▶ [Stated exercise]: Lay out each line of the listing below as a Markdown table with the columns Row and Line, numbering the rows and skipping blank lines. Leave the pictures out.

Excerpts from a dataset on object pointing
━━━━━━━━━━━━━━━━━━━━

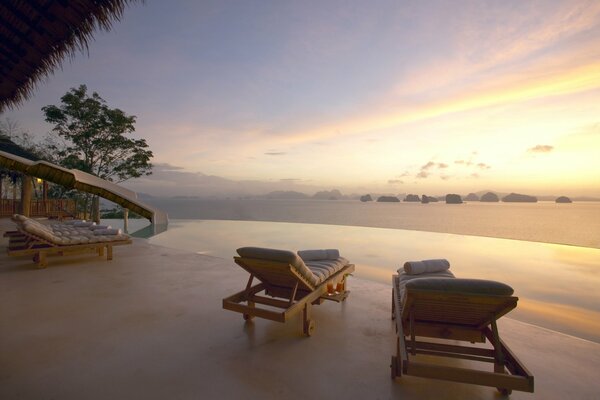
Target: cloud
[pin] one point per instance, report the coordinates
(427, 166)
(541, 148)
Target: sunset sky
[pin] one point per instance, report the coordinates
(391, 97)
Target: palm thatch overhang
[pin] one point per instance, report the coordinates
(36, 35)
(82, 181)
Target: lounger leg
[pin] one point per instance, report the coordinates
(393, 305)
(308, 325)
(499, 360)
(396, 365)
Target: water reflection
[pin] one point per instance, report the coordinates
(557, 284)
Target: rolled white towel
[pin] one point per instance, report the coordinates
(73, 221)
(83, 224)
(314, 255)
(96, 227)
(107, 231)
(425, 266)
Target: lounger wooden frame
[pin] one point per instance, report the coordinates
(287, 290)
(23, 243)
(455, 316)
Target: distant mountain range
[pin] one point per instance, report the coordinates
(335, 194)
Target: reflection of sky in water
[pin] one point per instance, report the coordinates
(558, 285)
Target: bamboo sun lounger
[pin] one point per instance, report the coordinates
(38, 240)
(292, 283)
(439, 306)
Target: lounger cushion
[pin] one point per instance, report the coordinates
(323, 269)
(466, 286)
(283, 256)
(404, 278)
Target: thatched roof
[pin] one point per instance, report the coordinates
(36, 35)
(82, 181)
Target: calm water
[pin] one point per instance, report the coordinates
(556, 283)
(576, 224)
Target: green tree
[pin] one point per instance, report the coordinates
(94, 141)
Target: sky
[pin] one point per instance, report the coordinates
(434, 97)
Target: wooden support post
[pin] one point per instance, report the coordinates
(26, 189)
(126, 220)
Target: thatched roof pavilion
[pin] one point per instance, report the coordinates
(36, 35)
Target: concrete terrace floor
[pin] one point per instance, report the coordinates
(149, 325)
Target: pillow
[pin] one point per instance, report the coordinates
(315, 255)
(425, 266)
(457, 285)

━━━━━━━━━━━━━━━━━━━━

▶ [Exercise result]:
| Row | Line |
|---|---|
| 1 | Target: cloud |
| 2 | [pin] one point per instance, report the coordinates |
| 3 | (427, 166) |
| 4 | (541, 148) |
| 5 | Target: sunset sky |
| 6 | [pin] one point per instance, report the coordinates |
| 7 | (391, 97) |
| 8 | Target: palm thatch overhang |
| 9 | [pin] one point per instance, report the coordinates |
| 10 | (36, 35) |
| 11 | (82, 181) |
| 12 | Target: lounger leg |
| 13 | [pin] one point per instance, report the coordinates |
| 14 | (393, 305) |
| 15 | (308, 325) |
| 16 | (499, 360) |
| 17 | (396, 365) |
| 18 | Target: water reflection |
| 19 | [pin] one point per instance, report the coordinates |
| 20 | (557, 284) |
| 21 | Target: rolled white towel |
| 22 | [pin] one point per instance, report the coordinates |
| 23 | (73, 221) |
| 24 | (83, 224) |
| 25 | (314, 255) |
| 26 | (96, 227) |
| 27 | (107, 231) |
| 28 | (425, 266) |
| 29 | Target: lounger wooden frame |
| 30 | [pin] one point per instance, report the coordinates |
| 31 | (287, 290) |
| 32 | (23, 243) |
| 33 | (455, 316) |
| 34 | Target: distant mountain range |
| 35 | [pin] one point per instance, report the coordinates |
| 36 | (335, 194) |
| 37 | Target: reflection of sky in water |
| 38 | [pin] one point per instance, report the coordinates |
| 39 | (558, 285) |
| 40 | Target: bamboo sun lounger |
| 41 | [pin] one point per instance, report the coordinates |
| 42 | (38, 240) |
| 43 | (292, 283) |
| 44 | (439, 306) |
| 45 | Target: lounger cushion |
| 46 | [pin] one point per instance, report the coordinates |
| 47 | (323, 269) |
| 48 | (466, 286) |
| 49 | (283, 256) |
| 50 | (404, 278) |
| 51 | Target: thatched roof |
| 52 | [pin] one point per instance, report the coordinates |
| 53 | (36, 35) |
| 54 | (82, 181) |
| 55 | Target: calm water |
| 56 | [pin] one point per instance, report the coordinates |
| 57 | (556, 283) |
| 58 | (576, 224) |
| 59 | Target: green tree |
| 60 | [pin] one point per instance, report the coordinates |
| 61 | (94, 141) |
| 62 | Target: sky |
| 63 | [pin] one point per instance, report the coordinates |
| 64 | (434, 97) |
| 65 | Target: wooden support post |
| 66 | [pin] one point per instance, report the coordinates |
| 67 | (26, 189) |
| 68 | (126, 220) |
| 69 | Target: thatched roof pavilion |
| 70 | [pin] one point per instance, report the coordinates |
| 71 | (36, 35) |
| 72 | Target: concrete terrace floor |
| 73 | [pin] one point per instance, report the coordinates |
| 74 | (149, 325) |
| 75 | Target: pillow |
| 76 | [pin] one point per instance, report the coordinates |
| 77 | (315, 255) |
| 78 | (425, 266) |
| 79 | (457, 285) |